— TO DO —
Every line from the one containing "If you would be willing to indicate the bread" to the final line of the material below must be reproduced exactly; leave out all other lines.

Records excerpted from a collection
-- start --

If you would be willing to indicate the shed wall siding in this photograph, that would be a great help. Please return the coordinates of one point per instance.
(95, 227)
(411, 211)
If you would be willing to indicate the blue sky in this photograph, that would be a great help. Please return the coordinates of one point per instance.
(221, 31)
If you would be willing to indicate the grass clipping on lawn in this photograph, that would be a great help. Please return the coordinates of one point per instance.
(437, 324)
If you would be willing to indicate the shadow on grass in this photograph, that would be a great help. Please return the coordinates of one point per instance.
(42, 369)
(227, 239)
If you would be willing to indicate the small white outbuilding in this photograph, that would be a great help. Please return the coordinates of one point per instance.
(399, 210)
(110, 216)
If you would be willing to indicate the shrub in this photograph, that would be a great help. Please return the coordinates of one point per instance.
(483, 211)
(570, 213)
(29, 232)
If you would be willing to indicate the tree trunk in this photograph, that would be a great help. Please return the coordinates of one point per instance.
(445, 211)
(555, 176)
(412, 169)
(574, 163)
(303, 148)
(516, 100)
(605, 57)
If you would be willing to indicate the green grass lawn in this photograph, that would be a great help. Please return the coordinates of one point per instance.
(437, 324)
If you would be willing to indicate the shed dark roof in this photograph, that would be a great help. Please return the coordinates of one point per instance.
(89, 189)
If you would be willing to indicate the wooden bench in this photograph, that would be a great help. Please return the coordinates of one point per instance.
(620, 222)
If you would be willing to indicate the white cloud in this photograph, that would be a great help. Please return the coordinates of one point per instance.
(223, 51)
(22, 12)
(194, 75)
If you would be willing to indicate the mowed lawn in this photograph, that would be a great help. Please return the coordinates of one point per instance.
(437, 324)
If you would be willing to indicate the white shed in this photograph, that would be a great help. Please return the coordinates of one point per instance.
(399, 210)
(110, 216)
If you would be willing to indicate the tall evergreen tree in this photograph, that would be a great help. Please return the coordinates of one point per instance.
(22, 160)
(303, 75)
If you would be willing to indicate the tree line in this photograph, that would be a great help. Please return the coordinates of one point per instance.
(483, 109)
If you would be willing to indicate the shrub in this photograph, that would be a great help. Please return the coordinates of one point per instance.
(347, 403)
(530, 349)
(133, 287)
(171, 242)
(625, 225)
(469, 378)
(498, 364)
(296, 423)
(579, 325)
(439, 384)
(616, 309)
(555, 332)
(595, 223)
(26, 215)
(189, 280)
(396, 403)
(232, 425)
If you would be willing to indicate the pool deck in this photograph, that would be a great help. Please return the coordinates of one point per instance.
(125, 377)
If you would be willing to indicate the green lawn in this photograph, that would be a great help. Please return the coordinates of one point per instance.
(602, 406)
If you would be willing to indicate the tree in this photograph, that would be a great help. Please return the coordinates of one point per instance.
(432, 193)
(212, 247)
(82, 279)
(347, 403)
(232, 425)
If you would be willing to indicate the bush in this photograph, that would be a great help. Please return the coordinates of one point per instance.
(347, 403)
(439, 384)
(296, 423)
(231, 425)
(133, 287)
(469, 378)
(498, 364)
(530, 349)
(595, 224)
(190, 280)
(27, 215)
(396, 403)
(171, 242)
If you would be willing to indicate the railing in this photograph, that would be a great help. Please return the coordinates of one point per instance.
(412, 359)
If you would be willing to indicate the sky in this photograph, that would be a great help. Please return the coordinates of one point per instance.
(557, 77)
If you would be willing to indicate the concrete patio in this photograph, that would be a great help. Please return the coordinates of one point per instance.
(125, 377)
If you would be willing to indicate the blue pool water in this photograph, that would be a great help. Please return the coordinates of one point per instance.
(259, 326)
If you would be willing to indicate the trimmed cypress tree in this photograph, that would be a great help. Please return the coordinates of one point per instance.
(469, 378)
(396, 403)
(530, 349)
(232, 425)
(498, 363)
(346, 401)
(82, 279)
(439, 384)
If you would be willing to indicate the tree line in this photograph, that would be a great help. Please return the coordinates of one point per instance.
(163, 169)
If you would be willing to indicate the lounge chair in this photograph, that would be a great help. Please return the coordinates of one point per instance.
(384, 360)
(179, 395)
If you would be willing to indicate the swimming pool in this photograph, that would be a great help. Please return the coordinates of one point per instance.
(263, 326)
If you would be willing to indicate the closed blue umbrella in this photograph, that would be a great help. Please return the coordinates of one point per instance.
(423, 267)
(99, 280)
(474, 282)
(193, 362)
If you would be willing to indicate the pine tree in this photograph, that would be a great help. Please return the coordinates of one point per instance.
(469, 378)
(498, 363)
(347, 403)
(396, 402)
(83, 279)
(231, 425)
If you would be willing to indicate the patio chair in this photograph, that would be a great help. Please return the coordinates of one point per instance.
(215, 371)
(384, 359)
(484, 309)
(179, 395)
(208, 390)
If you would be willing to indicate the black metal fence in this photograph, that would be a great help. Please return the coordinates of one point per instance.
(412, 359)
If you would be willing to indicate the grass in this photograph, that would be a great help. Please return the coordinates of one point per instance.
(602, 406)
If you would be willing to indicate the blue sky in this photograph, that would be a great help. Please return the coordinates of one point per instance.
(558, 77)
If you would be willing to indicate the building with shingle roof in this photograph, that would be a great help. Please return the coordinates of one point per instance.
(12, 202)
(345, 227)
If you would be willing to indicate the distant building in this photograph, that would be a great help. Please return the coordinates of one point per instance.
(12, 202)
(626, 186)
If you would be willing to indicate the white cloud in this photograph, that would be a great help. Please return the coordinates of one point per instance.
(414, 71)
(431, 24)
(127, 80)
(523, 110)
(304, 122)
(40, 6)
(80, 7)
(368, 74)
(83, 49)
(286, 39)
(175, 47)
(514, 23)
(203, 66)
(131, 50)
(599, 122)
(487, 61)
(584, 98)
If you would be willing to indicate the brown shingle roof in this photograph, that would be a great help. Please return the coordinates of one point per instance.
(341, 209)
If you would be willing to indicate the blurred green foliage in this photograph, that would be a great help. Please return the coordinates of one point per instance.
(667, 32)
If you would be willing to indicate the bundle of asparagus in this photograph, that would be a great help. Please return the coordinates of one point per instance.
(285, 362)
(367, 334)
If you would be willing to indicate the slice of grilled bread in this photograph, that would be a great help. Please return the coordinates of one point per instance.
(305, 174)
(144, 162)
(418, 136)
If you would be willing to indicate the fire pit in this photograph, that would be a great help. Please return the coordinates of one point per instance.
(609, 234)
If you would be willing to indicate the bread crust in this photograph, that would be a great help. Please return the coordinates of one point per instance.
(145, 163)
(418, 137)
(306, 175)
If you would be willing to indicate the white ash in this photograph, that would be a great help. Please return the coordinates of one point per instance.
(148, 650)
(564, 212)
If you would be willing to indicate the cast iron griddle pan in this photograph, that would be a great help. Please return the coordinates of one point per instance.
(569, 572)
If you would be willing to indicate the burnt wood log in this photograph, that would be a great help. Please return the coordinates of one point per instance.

-- end --

— FINAL RESULT —
If you would be willing to indicate the bread crust in this photograph, that would be a great help. Please return the coordinates of one point per instance.
(145, 163)
(418, 137)
(306, 175)
If you would be willing to indicate the white ash in this photograph, that would be a great help. Please return the coordinates of one point per instance.
(148, 650)
(564, 212)
If you would be willing to indicate the cast iron griddle pan in this photograph, that would be a great help. Please return the coordinates of one point per instance.
(569, 572)
If you would be willing to indicate the burnt wood log in this photograph, that would be a great help. Please return the coordinates of one point per instance.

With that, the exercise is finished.